度津神社
わたつじんじゃ 所在地 社名















   【延喜式神名帳】度津神社 佐渡国 羽茂郡鎮座

   【現社名】度津神社
   【住所】新潟県佐渡市羽茂飯岡583
       北緯37度51分39秒、東経138度19分48秒
   【祭神】五十猛命 (配祀)大屋都姫命 抓津姫命
       『神名帳考証』海童神

   【例祭】4月23日 例祭
   【社格】旧国幣小社 佐渡国一宮
   【由緒】承暦4年(1080)6月10日奏亀卜
       文明2年(1470)6月洪水のため流出
       文禄2年(1593)6月社壇流出
       宝永6年(1709)造営
       明治4年5月14日国幣小社

   【関係氏族】
   【鎮座地】文禄2年(1593)6月、洪水のため流出し、同じ村の八幡宮に合祀
        その後、元の地に再建
        【一説】現在地の東。別当屋敷字垣の内、字九日田附近
        【一説】羽茂川上流、下川茂字猿八の九社神と呼ばれる小山の頂

   【祭祀対象】
   【祭祀】江戸時代は「一宮八幡宮」と称していた
   【社殿】本殿
       拝殿・神饌舎・神門・社務所

   【境内社】八幡宮

神社の背後の妹背山(女山・男山)は神体山とされている。
文禄2年(1593)6月、洪水のため流出し、同じ村の八幡宮に合祀された。その後、元の地に再建された。そのため「一宮八幡宮」と称されている。


由緒

佐渡一ノ宮度津神社参拝の栞
度津神社略記
当社は佐渡国、延喜式内九社の第一にして、古来一ノ宮と称せられる。
文明2年(1470年)6月の羽茂川大洪水に社地流失し、由緒、縁起、古文書はもとより別当坊に至まで悉く烏有に帰したるため、創立年月其の他詳かではない。

提供資料 |
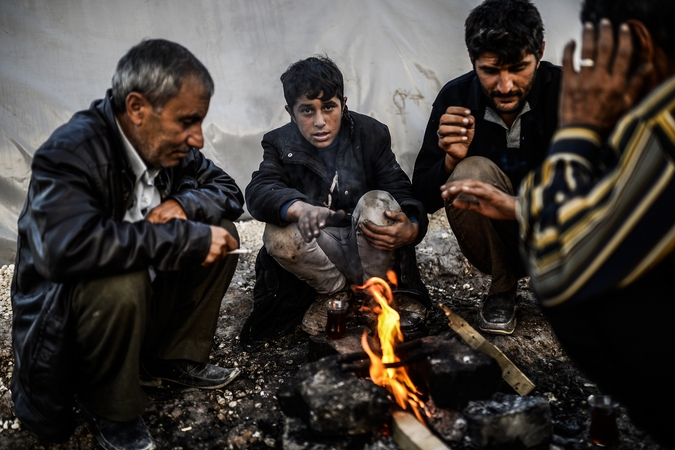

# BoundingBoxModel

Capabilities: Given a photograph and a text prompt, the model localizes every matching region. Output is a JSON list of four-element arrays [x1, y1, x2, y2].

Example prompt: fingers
[[225, 231, 239, 252], [594, 19, 614, 72], [437, 106, 475, 141], [612, 23, 633, 77], [328, 209, 347, 227], [579, 22, 596, 73], [562, 41, 577, 77]]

課題 1 |
引用文について次の問いに答えよ。
(a) 例祭は何月何日か。
(b) 宝永6年(1709)に何が行われたか。
(c) 江戸時代には何と称していたか。
課題 2 | 引用文のうち、「神社の背後の妹背山(女山・男山)は神体山とされている。」から「創立年月其の他詳かではない。」までを、両端を含めてそのまま抜き出せ。
資料は引用文と関係がない。

結果 1 |
(a) 4月23日
(b) 造営
(c) 「一宮八幡宮」

結果 2 |
神社の背後の妹背山(女山・男山)は神体山とされている。
文禄2年(1593)6月、洪水のため流出し、同じ村の八幡宮に合祀された。その後、元の地に再建された。そのため「一宮八幡宮」と称されている。


由緒

佐渡一ノ宮度津神社参拝の栞
度津神社略記
当社は佐渡国、延喜式内九社の第一にして、古来一ノ宮と称せられる。
文明2年(1470年)6月の羽茂川大洪水に社地流失し、由緒、縁起、古文書はもとより別当坊に至まで悉く烏有に帰したるため、創立年月其の他詳かではない。